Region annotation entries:
════════════════════
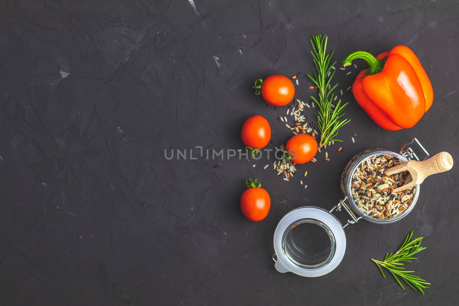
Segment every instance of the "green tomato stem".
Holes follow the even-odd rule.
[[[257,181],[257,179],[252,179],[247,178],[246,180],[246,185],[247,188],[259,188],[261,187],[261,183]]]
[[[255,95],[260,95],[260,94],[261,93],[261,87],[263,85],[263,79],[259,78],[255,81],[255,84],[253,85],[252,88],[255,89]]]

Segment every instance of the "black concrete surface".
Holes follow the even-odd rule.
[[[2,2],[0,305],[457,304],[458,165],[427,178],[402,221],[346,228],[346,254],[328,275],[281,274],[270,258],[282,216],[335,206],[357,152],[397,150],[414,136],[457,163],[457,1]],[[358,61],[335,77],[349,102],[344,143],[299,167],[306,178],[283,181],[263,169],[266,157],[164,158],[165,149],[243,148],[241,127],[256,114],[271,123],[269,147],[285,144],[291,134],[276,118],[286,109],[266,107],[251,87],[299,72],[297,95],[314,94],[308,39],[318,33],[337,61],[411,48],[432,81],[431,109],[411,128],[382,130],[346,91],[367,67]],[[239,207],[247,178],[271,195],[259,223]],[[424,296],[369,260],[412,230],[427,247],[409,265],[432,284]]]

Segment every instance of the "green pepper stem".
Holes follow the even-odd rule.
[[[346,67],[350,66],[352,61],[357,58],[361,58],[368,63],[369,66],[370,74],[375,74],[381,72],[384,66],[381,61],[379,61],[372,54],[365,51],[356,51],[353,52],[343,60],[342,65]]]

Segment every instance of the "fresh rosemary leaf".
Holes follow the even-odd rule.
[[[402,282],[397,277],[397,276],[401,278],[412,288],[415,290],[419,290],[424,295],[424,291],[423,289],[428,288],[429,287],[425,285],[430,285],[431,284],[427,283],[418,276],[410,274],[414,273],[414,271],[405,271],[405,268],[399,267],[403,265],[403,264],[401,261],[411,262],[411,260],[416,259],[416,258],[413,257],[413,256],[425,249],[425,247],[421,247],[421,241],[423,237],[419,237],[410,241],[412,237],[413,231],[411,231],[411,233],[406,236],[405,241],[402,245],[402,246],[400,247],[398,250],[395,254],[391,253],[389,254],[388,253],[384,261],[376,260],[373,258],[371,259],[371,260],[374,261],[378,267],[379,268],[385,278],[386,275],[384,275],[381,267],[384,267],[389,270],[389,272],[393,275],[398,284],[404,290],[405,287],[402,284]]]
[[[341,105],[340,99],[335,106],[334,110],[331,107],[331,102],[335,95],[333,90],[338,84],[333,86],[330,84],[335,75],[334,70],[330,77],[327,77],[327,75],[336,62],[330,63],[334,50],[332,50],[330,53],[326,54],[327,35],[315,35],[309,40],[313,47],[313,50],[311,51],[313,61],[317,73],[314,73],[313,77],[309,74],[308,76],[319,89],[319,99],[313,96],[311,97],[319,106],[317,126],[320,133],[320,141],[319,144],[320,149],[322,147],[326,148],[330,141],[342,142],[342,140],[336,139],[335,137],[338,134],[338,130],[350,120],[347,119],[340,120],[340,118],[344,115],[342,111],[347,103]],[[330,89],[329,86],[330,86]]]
════════════════════
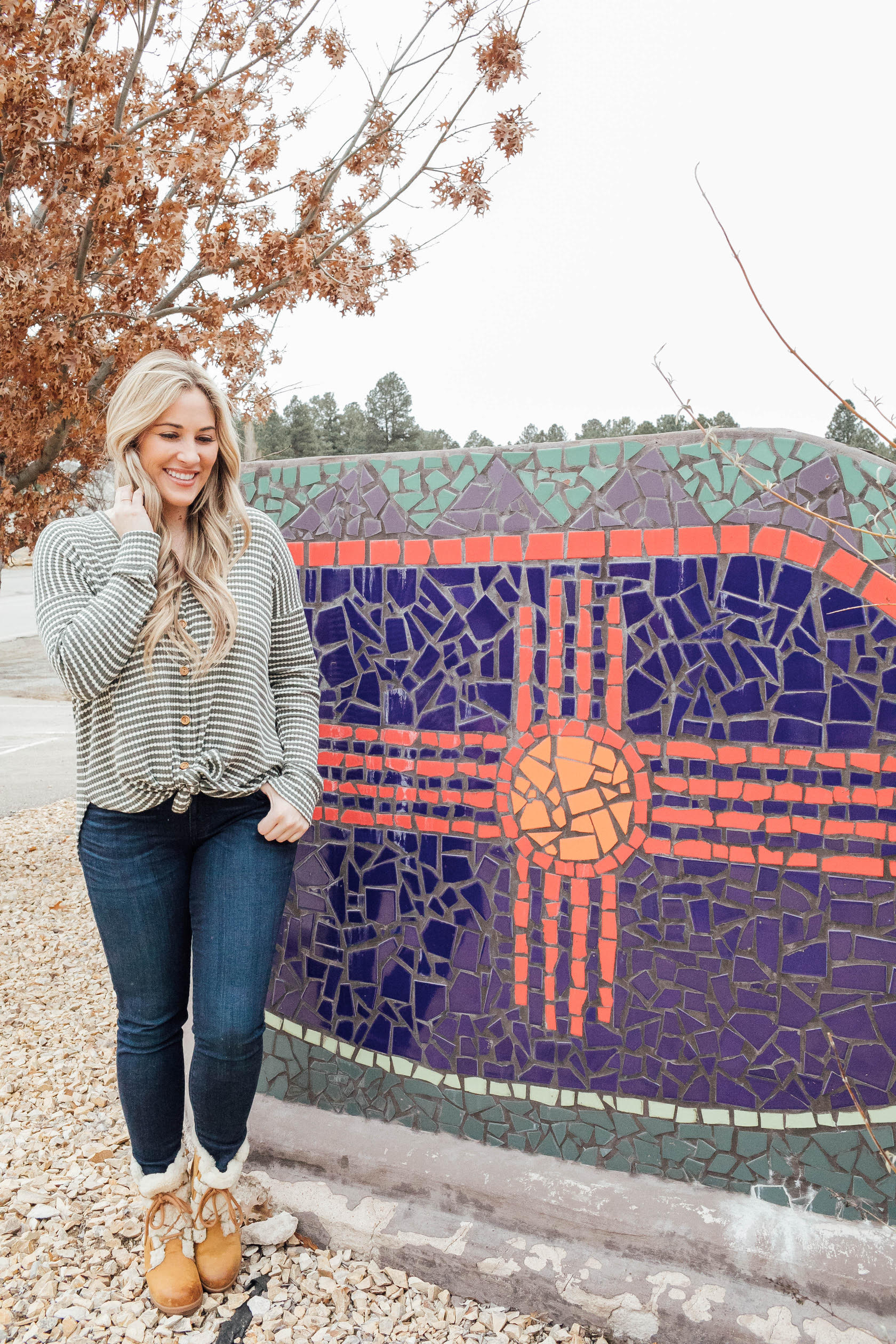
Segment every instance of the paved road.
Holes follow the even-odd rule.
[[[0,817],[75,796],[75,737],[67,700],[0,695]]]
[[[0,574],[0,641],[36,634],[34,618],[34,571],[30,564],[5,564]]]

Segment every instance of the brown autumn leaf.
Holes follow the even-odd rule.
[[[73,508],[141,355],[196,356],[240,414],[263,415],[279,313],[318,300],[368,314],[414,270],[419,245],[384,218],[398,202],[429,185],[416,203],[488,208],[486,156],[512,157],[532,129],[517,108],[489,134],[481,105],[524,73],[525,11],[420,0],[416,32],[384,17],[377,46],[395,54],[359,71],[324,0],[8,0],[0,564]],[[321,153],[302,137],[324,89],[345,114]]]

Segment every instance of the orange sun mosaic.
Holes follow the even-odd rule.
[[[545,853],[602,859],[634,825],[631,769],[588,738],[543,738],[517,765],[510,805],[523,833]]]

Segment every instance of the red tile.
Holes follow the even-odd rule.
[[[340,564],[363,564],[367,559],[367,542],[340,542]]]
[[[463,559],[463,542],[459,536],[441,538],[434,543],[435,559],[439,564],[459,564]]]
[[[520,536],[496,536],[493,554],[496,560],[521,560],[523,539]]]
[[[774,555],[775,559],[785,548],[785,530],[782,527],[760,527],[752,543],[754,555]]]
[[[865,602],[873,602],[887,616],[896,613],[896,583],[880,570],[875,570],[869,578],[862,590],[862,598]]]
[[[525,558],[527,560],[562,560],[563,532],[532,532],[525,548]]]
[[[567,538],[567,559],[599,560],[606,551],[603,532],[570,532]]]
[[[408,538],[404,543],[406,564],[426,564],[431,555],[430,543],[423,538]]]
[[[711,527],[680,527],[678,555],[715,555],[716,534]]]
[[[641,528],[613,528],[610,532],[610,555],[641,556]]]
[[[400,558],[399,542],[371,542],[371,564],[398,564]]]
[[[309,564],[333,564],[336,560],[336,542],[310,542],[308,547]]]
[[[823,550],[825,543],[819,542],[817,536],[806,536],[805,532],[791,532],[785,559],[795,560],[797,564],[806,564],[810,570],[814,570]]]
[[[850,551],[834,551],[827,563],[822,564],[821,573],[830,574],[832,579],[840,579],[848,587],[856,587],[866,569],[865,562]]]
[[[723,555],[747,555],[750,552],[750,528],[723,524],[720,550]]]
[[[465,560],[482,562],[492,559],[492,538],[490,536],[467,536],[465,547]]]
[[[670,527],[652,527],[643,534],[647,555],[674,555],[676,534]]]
════════════════════
- _Exercise details_: Reproduce only the data from the line with "Segment every instance of the orange" to the line with "[[[670,527],[652,527],[643,534],[647,555],[674,555],[676,534]]]", substituting "clay tile" for "red tile" and leaving everything else unchanged.

- _Answer to the problem_:
Segment every instance of the orange sun mosaic.
Holes follow the even-odd rule.
[[[545,853],[602,859],[634,825],[631,769],[588,738],[543,738],[517,765],[510,805],[523,833]]]

Segment every instance of the clay tile.
Holes follow the even-odd rule.
[[[340,564],[363,564],[367,559],[367,542],[340,542]]]
[[[463,559],[463,542],[459,536],[441,538],[434,543],[435,559],[439,564],[459,564]]]
[[[520,536],[496,536],[493,554],[496,560],[521,560],[523,539]]]
[[[774,555],[775,559],[785,548],[785,530],[782,527],[760,527],[752,543],[754,555]]]
[[[865,602],[873,602],[887,616],[896,613],[896,583],[880,570],[875,570],[869,578],[862,590],[862,598]]]
[[[525,558],[527,560],[562,560],[563,532],[532,532],[525,548]]]
[[[567,538],[567,559],[599,560],[606,551],[603,532],[570,532]]]
[[[408,538],[404,543],[406,564],[426,564],[431,555],[430,543],[423,538]]]
[[[711,527],[680,527],[678,555],[715,555],[716,534]]]
[[[641,528],[613,528],[610,532],[610,555],[641,556]]]
[[[400,558],[399,542],[371,542],[371,564],[398,564]]]
[[[309,564],[333,564],[336,560],[336,542],[310,542],[308,547]]]
[[[823,550],[825,543],[819,542],[817,536],[806,536],[805,532],[791,532],[785,559],[795,560],[797,564],[806,564],[810,570],[814,570]]]
[[[850,551],[834,551],[827,563],[822,564],[821,573],[830,574],[832,579],[840,579],[848,587],[856,587],[866,569],[865,562]]]
[[[723,555],[747,555],[750,552],[750,528],[723,524],[720,550]]]
[[[465,560],[482,562],[492,559],[492,538],[490,536],[467,536],[465,547]]]
[[[670,527],[652,527],[643,534],[647,555],[674,555],[676,534]]]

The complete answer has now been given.